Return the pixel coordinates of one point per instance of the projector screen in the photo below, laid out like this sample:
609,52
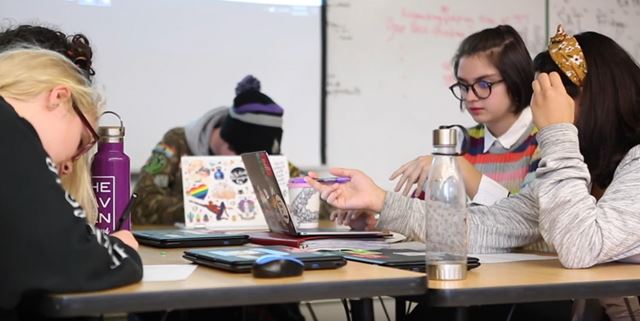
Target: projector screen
163,63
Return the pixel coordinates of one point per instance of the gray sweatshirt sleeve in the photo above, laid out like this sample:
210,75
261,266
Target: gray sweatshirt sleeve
583,231
512,222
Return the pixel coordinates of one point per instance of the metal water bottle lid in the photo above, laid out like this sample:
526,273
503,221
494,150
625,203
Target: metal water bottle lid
445,137
111,134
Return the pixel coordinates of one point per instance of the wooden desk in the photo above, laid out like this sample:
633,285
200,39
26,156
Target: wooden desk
534,281
208,287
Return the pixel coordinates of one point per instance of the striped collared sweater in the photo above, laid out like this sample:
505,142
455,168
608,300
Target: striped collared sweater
513,167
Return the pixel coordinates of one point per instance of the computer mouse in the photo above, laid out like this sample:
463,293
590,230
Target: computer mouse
276,266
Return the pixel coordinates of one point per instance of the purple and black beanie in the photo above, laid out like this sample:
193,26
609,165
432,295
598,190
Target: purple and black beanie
254,122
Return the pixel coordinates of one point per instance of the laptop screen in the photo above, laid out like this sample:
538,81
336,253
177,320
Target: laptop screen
268,192
218,195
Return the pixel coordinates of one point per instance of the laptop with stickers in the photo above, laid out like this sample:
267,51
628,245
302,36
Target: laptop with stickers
217,193
272,201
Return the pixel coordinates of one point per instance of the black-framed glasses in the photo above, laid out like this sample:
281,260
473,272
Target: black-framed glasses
84,146
481,88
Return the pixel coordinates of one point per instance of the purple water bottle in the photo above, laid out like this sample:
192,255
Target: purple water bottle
111,178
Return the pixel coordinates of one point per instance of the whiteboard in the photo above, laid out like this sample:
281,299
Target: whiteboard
163,63
389,69
619,20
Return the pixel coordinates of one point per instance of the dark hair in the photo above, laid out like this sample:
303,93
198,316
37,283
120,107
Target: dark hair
75,47
608,117
506,50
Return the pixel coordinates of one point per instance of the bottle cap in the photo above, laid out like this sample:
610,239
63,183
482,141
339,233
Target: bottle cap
111,134
447,270
445,137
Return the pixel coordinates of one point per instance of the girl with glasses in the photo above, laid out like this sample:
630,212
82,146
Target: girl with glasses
585,199
44,98
493,70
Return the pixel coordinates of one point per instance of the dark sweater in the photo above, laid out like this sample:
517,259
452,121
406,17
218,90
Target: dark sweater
46,245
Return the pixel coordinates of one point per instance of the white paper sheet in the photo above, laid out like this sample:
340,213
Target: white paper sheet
167,272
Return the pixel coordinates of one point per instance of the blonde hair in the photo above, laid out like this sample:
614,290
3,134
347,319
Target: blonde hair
78,184
29,71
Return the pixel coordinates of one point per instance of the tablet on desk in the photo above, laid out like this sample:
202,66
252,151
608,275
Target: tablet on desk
407,259
188,238
241,258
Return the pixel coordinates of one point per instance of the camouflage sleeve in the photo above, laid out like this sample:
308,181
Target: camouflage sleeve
160,185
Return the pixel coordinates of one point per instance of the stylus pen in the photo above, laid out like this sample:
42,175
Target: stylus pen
127,211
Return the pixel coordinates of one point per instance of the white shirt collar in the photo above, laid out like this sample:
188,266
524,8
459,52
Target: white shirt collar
513,134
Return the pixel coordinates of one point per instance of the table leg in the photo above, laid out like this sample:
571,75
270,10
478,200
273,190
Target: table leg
362,309
401,309
461,314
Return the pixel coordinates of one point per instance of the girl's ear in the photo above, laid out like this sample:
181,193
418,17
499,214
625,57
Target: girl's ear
65,168
58,95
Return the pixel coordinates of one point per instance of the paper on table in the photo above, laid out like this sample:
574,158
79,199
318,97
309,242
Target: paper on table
511,257
167,272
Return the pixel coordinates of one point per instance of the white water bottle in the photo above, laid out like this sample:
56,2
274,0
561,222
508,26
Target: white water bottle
446,219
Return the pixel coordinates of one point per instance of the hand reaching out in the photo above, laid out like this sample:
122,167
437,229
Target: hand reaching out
413,172
360,193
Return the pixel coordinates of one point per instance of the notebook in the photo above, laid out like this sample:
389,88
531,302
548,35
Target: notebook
218,195
407,259
188,238
240,259
272,201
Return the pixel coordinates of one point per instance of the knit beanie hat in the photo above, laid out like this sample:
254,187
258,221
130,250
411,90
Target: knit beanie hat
254,123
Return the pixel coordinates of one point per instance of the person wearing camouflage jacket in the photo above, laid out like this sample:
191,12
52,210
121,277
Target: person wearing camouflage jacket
253,123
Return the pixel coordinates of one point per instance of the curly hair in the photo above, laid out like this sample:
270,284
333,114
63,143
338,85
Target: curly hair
75,47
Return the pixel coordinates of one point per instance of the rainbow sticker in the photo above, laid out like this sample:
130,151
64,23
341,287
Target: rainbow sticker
199,191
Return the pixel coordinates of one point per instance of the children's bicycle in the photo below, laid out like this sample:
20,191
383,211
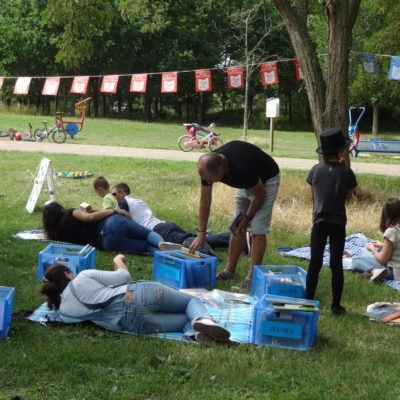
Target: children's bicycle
196,139
62,128
57,134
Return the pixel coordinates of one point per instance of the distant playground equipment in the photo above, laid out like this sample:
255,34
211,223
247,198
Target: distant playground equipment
62,128
370,145
199,137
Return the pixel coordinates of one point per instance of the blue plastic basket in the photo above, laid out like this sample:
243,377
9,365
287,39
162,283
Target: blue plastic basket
284,328
6,305
68,255
174,269
279,280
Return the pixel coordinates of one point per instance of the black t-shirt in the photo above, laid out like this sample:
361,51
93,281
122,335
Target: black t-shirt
247,163
330,182
72,230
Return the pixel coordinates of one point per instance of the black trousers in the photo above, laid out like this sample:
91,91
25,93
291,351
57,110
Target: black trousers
319,235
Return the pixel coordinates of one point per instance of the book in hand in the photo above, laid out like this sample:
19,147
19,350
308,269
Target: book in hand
385,313
234,225
294,307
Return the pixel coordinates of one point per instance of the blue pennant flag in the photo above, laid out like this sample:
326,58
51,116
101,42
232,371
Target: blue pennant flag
368,63
394,71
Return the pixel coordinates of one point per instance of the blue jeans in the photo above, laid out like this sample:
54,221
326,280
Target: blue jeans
366,263
173,233
122,234
151,307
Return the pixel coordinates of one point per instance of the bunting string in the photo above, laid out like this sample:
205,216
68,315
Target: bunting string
203,83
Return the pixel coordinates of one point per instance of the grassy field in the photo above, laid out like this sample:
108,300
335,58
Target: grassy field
165,136
351,359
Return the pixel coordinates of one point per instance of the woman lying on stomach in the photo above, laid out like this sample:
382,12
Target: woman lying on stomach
110,300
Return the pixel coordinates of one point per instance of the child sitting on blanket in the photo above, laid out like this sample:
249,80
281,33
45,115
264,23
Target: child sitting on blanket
331,185
384,261
102,188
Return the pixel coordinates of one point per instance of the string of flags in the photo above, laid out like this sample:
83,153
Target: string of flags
368,65
203,82
169,80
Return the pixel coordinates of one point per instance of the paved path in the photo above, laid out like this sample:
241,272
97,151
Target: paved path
176,155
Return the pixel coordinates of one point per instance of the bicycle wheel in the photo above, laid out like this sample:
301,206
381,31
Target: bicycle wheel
182,143
59,136
40,134
215,143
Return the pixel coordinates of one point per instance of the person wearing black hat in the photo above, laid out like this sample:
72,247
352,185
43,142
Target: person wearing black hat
332,184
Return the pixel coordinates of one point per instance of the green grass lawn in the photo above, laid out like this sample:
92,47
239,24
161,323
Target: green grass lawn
165,136
351,359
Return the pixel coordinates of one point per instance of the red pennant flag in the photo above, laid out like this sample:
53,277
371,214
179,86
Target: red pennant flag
50,87
79,84
299,72
169,83
203,80
269,73
109,84
235,77
22,85
138,83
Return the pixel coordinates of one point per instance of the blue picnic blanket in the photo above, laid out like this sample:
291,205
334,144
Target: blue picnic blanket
354,247
230,310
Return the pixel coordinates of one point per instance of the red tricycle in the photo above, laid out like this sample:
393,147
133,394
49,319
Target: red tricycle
61,128
197,140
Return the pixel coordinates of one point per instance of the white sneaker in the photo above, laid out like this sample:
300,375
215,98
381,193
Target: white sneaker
168,246
211,328
378,275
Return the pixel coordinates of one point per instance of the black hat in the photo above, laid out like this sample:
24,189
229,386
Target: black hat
332,141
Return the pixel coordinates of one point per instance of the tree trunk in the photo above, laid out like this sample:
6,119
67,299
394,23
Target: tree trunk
375,119
327,100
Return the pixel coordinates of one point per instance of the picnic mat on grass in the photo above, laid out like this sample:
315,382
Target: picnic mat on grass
354,247
230,310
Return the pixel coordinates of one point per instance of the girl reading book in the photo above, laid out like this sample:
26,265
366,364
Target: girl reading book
384,261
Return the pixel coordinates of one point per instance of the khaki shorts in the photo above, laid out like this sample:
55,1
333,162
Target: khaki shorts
262,219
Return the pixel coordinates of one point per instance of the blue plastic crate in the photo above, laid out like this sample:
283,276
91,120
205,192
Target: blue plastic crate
68,255
284,328
6,305
177,270
279,280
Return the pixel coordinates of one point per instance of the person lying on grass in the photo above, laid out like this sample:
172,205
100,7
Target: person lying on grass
109,229
112,301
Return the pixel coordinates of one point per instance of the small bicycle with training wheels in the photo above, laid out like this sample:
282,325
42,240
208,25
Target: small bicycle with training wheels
195,139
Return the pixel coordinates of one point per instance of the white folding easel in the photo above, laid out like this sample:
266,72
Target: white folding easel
44,171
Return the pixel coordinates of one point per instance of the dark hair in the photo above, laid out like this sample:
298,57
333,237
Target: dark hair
212,161
329,156
101,182
54,283
390,214
52,214
123,187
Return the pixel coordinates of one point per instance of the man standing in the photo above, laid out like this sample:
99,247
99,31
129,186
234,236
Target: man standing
256,176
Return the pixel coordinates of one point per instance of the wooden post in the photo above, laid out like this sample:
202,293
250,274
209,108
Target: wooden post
271,134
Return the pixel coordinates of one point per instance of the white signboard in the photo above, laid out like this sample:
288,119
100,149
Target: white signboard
45,171
272,109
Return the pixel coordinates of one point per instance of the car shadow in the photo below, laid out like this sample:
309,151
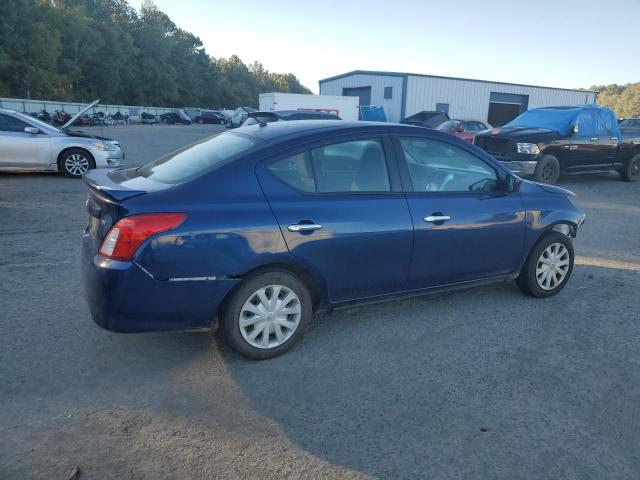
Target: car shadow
484,383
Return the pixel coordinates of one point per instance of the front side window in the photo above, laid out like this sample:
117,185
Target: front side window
197,159
436,166
10,124
585,126
357,166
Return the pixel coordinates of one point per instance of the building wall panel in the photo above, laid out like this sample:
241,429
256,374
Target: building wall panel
393,106
470,99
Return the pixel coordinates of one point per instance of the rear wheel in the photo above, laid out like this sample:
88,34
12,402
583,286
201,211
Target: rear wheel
548,267
267,315
75,162
631,172
547,170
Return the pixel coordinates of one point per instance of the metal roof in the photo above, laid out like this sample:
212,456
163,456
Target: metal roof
406,74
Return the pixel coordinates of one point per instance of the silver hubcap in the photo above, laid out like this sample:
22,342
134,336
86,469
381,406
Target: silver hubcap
552,266
76,164
270,316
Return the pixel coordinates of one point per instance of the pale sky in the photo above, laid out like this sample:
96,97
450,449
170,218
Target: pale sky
558,43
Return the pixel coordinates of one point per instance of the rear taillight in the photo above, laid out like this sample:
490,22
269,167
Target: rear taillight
126,236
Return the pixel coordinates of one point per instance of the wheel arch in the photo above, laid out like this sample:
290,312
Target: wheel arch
74,147
311,278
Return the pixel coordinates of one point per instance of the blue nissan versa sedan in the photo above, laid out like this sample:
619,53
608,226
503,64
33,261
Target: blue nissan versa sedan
258,227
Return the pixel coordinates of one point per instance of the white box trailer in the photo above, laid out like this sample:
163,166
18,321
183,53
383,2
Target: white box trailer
344,107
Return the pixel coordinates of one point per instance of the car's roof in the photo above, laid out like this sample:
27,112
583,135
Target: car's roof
276,131
467,120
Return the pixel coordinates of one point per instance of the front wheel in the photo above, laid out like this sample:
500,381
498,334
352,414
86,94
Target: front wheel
75,162
547,170
631,172
548,267
267,315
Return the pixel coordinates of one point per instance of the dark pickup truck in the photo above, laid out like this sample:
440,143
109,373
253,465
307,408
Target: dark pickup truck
547,142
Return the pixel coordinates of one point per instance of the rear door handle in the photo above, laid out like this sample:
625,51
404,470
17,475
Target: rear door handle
437,218
304,227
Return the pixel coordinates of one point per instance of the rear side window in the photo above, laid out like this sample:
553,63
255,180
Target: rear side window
357,166
10,124
195,160
296,171
474,127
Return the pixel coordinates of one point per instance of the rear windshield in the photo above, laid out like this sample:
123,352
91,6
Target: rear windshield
197,159
446,126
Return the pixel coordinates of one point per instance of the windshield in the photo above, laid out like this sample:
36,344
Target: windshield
449,125
558,120
197,159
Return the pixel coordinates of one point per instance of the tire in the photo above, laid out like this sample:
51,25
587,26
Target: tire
75,162
252,302
547,170
631,172
532,280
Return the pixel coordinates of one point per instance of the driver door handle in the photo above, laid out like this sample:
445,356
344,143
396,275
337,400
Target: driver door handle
304,227
437,218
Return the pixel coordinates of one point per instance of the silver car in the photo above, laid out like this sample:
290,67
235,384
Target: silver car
27,144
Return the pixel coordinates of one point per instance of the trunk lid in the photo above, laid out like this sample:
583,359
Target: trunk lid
108,192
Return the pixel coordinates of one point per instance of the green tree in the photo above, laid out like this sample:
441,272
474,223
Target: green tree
86,49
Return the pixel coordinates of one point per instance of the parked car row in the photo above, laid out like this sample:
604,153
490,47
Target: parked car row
29,144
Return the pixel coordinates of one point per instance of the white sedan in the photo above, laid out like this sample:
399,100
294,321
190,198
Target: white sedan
27,144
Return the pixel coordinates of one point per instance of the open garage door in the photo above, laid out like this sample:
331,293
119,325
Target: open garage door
504,107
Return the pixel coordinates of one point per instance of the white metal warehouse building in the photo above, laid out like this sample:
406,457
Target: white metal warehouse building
403,94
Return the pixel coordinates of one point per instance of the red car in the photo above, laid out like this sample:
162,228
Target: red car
465,129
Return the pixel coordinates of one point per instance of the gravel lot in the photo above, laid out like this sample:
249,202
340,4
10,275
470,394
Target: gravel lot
483,383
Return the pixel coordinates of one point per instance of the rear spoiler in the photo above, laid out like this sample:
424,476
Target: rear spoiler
101,182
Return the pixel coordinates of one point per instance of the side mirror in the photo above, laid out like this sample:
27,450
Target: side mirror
512,183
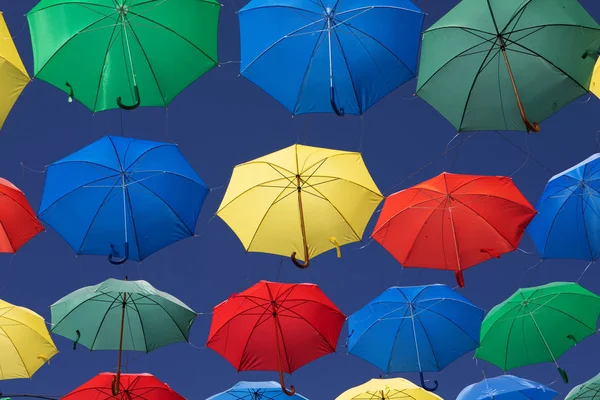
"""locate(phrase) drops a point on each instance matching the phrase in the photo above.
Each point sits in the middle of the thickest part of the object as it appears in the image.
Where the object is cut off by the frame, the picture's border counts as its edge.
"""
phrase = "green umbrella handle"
(137, 103)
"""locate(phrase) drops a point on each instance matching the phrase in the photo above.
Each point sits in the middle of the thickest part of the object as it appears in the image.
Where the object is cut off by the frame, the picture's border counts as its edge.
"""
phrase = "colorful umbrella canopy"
(121, 196)
(506, 387)
(13, 75)
(300, 199)
(329, 55)
(132, 386)
(254, 391)
(551, 319)
(122, 315)
(275, 327)
(415, 328)
(387, 389)
(508, 63)
(589, 390)
(568, 220)
(18, 222)
(25, 343)
(118, 53)
(453, 222)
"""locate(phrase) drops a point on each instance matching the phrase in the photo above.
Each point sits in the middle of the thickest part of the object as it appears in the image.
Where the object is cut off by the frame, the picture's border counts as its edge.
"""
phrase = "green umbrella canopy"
(469, 55)
(91, 316)
(101, 50)
(538, 324)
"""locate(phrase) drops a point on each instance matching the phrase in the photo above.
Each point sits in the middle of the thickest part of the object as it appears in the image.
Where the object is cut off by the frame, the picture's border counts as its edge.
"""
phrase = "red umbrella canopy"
(453, 221)
(275, 327)
(18, 222)
(132, 386)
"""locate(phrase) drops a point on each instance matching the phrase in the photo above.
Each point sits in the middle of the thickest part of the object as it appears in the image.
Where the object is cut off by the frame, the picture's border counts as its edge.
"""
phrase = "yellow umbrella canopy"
(25, 343)
(300, 200)
(13, 75)
(387, 389)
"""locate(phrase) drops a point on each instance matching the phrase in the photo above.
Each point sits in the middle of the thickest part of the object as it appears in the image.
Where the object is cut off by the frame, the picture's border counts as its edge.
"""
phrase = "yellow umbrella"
(300, 199)
(13, 75)
(25, 343)
(388, 389)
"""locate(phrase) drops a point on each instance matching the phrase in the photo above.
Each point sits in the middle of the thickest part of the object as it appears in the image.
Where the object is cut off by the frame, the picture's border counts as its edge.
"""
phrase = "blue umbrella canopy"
(329, 55)
(122, 197)
(568, 220)
(255, 391)
(415, 329)
(506, 387)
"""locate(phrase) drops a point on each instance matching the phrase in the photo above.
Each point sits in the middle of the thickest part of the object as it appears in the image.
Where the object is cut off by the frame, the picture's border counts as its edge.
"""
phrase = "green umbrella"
(106, 53)
(538, 325)
(492, 64)
(589, 390)
(121, 315)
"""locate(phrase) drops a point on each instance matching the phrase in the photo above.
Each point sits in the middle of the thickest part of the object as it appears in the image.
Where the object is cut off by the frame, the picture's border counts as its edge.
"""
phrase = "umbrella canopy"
(453, 221)
(25, 343)
(415, 328)
(506, 387)
(589, 390)
(254, 391)
(13, 75)
(329, 55)
(300, 200)
(275, 327)
(133, 386)
(18, 222)
(551, 319)
(121, 196)
(509, 63)
(119, 53)
(568, 220)
(387, 389)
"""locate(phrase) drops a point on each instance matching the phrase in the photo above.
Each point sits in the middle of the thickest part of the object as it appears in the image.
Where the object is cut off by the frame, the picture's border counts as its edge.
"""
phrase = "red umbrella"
(453, 222)
(132, 386)
(18, 222)
(275, 327)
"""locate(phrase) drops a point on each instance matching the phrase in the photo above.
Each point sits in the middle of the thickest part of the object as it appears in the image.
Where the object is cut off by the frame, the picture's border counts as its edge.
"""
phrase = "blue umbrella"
(506, 387)
(415, 329)
(255, 391)
(568, 220)
(319, 56)
(123, 198)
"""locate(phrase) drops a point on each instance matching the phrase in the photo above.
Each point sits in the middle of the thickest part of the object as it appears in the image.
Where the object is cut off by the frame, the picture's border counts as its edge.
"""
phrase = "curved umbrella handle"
(137, 103)
(338, 111)
(122, 260)
(424, 386)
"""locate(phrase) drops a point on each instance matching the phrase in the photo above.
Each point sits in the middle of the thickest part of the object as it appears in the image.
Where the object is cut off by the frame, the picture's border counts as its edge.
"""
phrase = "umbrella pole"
(535, 127)
(303, 229)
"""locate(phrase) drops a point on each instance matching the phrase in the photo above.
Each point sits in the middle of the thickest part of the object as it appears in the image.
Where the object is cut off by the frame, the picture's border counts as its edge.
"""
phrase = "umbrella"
(253, 391)
(568, 220)
(25, 343)
(275, 327)
(122, 196)
(300, 199)
(498, 65)
(415, 328)
(13, 75)
(329, 55)
(121, 315)
(18, 222)
(119, 53)
(550, 320)
(387, 389)
(507, 387)
(589, 390)
(453, 222)
(132, 386)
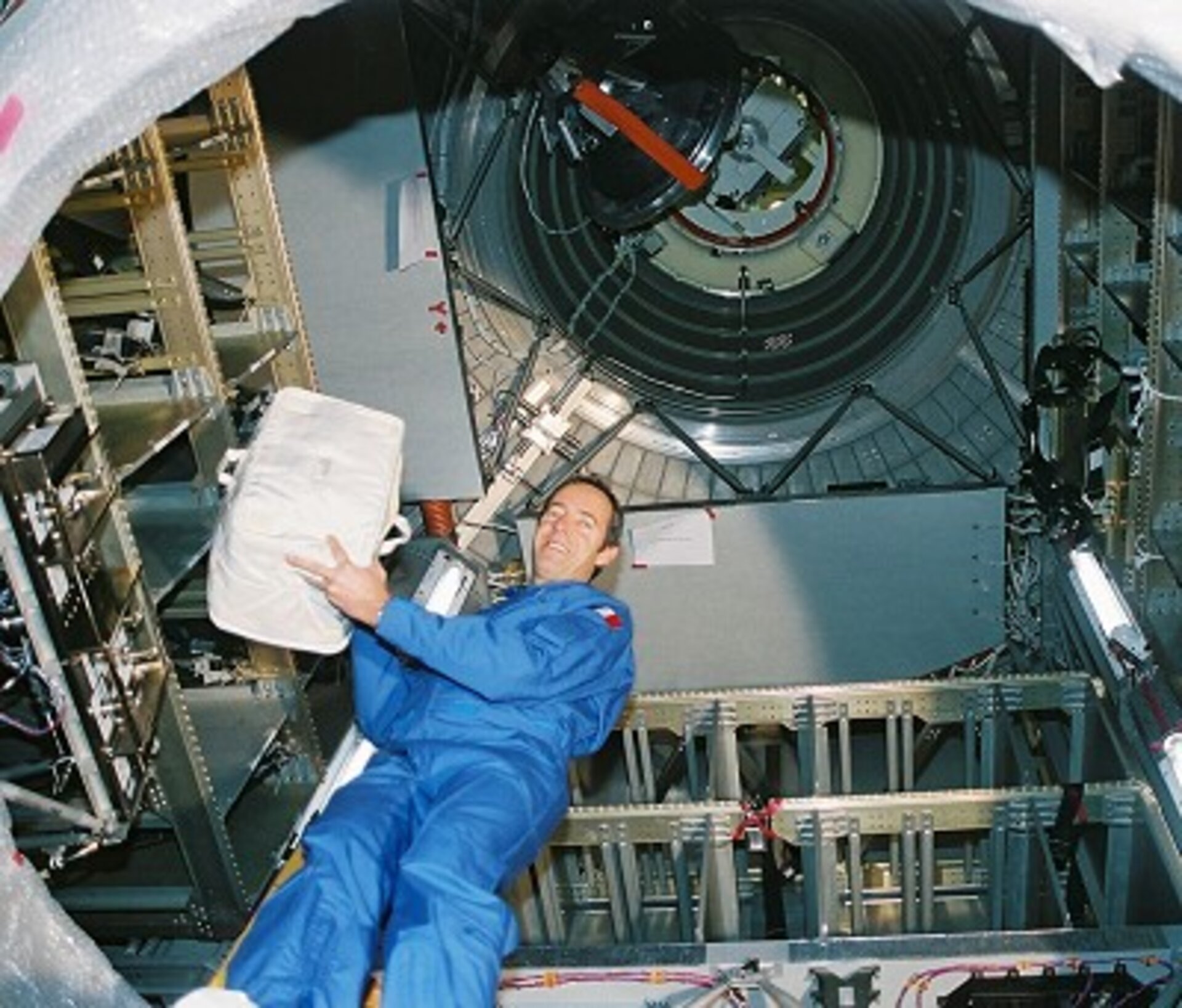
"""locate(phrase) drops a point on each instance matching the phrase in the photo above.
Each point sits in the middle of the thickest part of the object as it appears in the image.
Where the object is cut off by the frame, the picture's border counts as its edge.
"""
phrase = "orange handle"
(640, 132)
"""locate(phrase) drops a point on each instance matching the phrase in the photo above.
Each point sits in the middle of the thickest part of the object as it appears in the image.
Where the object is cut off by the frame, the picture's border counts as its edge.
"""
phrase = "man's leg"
(481, 824)
(313, 940)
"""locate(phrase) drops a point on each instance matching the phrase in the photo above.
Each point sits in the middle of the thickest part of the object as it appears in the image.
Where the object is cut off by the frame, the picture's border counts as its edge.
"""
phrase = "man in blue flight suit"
(475, 719)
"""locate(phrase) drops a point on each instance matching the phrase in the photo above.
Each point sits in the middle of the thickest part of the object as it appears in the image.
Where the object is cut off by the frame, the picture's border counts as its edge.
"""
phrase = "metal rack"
(159, 350)
(814, 813)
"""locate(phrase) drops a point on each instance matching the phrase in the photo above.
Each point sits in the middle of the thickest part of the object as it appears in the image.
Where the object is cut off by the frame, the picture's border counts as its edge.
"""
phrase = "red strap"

════

* _What is required_: Beginning at the line above with "of the open" and finishing at the line with "the white metal", return each line exactly and return nothing else.

* _Solved problem_:
Return the pixel coordinates of one point per instance of the open garage door in the photo above, laid out like this sample:
331,293
119,325
Target: open garage door
504,107
Return the pixel coordinates of one point per instance of the white metal warehouse building in the photo above, laid out like this sample:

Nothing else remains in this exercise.